*** Extracted data

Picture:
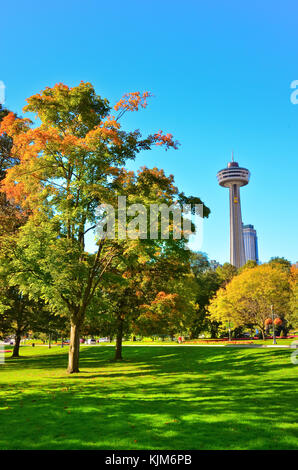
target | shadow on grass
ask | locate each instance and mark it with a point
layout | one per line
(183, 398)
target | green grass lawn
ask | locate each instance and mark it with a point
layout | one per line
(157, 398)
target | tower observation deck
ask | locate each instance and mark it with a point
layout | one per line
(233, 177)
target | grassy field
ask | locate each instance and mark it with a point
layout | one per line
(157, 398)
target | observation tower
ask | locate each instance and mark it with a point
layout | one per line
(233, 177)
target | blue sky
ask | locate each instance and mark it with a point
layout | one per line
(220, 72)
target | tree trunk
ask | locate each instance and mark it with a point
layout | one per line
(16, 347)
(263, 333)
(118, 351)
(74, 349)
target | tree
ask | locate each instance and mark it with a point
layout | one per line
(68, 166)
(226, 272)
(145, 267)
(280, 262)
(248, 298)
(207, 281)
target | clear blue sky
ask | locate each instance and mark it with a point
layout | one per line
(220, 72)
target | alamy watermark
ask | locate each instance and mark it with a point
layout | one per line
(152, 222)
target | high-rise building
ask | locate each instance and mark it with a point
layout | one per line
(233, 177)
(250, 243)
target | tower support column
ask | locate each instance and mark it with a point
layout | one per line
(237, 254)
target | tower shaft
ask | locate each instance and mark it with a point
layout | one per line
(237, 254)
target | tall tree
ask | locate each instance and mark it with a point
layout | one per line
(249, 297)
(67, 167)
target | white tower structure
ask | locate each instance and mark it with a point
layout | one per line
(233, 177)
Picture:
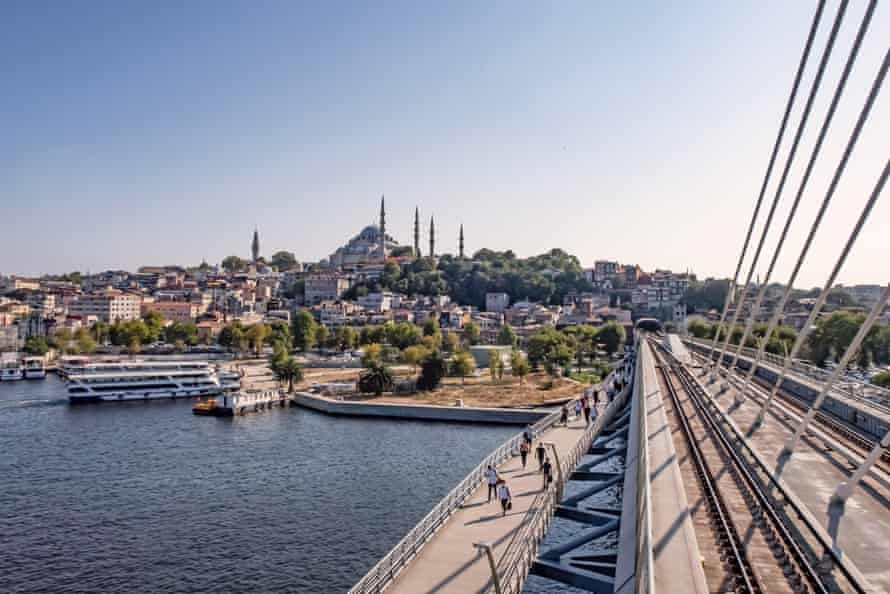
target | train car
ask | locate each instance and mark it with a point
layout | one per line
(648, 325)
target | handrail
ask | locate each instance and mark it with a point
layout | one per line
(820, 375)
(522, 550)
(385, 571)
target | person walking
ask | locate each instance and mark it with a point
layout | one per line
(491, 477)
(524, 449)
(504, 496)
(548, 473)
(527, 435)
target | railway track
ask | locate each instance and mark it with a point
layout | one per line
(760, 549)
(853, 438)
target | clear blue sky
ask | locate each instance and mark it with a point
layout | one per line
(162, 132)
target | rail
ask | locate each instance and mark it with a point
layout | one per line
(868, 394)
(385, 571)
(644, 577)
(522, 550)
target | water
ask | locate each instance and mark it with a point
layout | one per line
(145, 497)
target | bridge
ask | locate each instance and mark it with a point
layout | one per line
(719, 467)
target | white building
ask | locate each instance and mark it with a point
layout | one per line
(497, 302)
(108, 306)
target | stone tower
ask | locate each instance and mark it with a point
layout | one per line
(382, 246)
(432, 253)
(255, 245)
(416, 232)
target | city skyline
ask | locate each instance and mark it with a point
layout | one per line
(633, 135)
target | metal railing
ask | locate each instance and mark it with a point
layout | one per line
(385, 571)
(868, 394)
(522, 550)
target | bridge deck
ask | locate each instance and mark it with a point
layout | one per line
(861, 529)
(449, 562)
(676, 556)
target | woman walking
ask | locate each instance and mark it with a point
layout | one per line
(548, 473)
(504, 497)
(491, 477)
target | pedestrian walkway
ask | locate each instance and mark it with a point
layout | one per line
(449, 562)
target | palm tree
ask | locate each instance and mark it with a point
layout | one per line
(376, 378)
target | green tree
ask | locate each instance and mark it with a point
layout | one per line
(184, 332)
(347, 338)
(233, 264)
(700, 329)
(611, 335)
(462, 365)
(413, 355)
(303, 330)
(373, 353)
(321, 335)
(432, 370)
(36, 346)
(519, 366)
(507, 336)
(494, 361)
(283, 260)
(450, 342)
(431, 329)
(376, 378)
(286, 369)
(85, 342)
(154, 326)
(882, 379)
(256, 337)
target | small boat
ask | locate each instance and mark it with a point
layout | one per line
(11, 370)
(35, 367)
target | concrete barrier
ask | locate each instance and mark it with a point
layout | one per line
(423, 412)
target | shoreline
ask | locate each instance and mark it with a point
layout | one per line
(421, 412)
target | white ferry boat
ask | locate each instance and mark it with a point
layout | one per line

******

Instructions to follow: Leaving all pictures aside, quote each record exactly.

Complete answer:
Picture:
target | shadow on grass
ask | locate each instance and mark it with a point
layout | one per line
(183, 398)
target | green grass lawn
ask | locate each instance and mark it with a point
layout | one per line
(157, 398)
target | tower observation deck
ask | locate each instance and mark it with a point
layout | one per line
(233, 177)
target | grassy field
ask | locate each instance and mark it with a point
layout | one per line
(157, 398)
target | observation tower
ask | locate each instance and mark it with a point
layout | one per line
(233, 177)
target | blue sky
ask | locate each instance and mark it with a point
layout | one per line
(220, 72)
target | tree trunk
ask | locate each instance and mark it with a point
layout | one per line
(16, 347)
(263, 333)
(118, 351)
(74, 349)
target | tree
ask | locate each instance and mark it with a point
layout | one per line
(68, 166)
(226, 272)
(145, 267)
(280, 262)
(248, 298)
(207, 281)
target | clear blue sky
ask | locate each instance and mark it with a point
layout | one per line
(220, 72)
target | alamy watermark
ask | locate each instance and mark it with a point
layout | one per line
(152, 222)
target | high-rise building
ask | locate each instance and mark it with a point
layout | one per line
(233, 177)
(250, 243)
target | tower support column
ask | locate each instance and mark it with a point
layout | one per line
(237, 254)
target | tower shaft
ask | locate each instance and mark it with a point
layout | one per line
(237, 254)
target | tall tree
ask | locate each instance and mark it with a point
layout | one per line
(249, 297)
(67, 167)
target | white tower structure
ask | locate each instance and mark it with a point
layout | one per line
(233, 177)
Picture:
target | train car
ask | locate each instance and mark it with a point
layout | one per line
(648, 325)
target | handrail
ask | locate each instance and mark it with a point
layout | one per line
(820, 375)
(522, 550)
(385, 571)
target | person walking
ask | locate each instance and mark it with a point
layout | one per line
(491, 477)
(524, 449)
(504, 496)
(548, 473)
(527, 435)
target | railway track
ask | locate each instance and mark it with a point
layout | one per line
(760, 549)
(853, 438)
target | clear blue sky
ask | locate each instance and mark it with a point
layout | one per line
(162, 132)
target | rail
ask | locate each instance and mark it with a point
layout | one per line
(868, 394)
(385, 571)
(644, 577)
(522, 550)
target | water
ask | locate each instance and mark it with a point
layout | one per line
(145, 497)
target | bridge
ask | locate each instance and mark it with a point
layout | one per line
(719, 467)
target | white building
ask | locate each instance and mark it with a point
layout | one per line
(497, 302)
(108, 306)
target | stone tower
ask | locate each instance and mark it with a point
layout | one per line
(382, 246)
(432, 253)
(255, 245)
(416, 232)
target | city skyline
ask | locate each instance and mark it with a point
layout | one per line
(633, 135)
target | metal railing
ask | locate each instance and mark it with a point
layout | one per line
(385, 571)
(868, 394)
(522, 550)
target | bridge deck
ask | locate each instance and mark it with a point
layout | one per line
(861, 529)
(449, 562)
(676, 556)
target | woman walking
ask | locate each instance and mark it with a point
layout | one per line
(548, 473)
(504, 497)
(491, 477)
target | pedestrian walkway
ask | locate each instance and mark it with a point
layout | one per line
(449, 562)
target | palm tree
ask | locate each instance and mark it with a point
layout | one per line
(376, 378)
target | green tree
ask | locate each instance and mark it with a point
layout | one per line
(184, 332)
(347, 338)
(233, 264)
(700, 329)
(611, 335)
(462, 365)
(413, 355)
(303, 330)
(373, 353)
(321, 335)
(432, 370)
(36, 346)
(519, 366)
(507, 336)
(494, 361)
(283, 260)
(450, 342)
(431, 329)
(376, 378)
(286, 369)
(85, 342)
(154, 326)
(882, 379)
(256, 337)
target | small boat
ask | locate each instance and mark it with a point
layout | one per line
(11, 370)
(35, 367)
target | concrete barrier
ask | locate each instance and mark it with a point
layout | one per line
(423, 412)
target | shoreline
ask | locate each instance and mark it with a point
layout | one per line
(421, 412)
target | white ferry boat
ask | locate each instance and mark it with a point
layout | one per line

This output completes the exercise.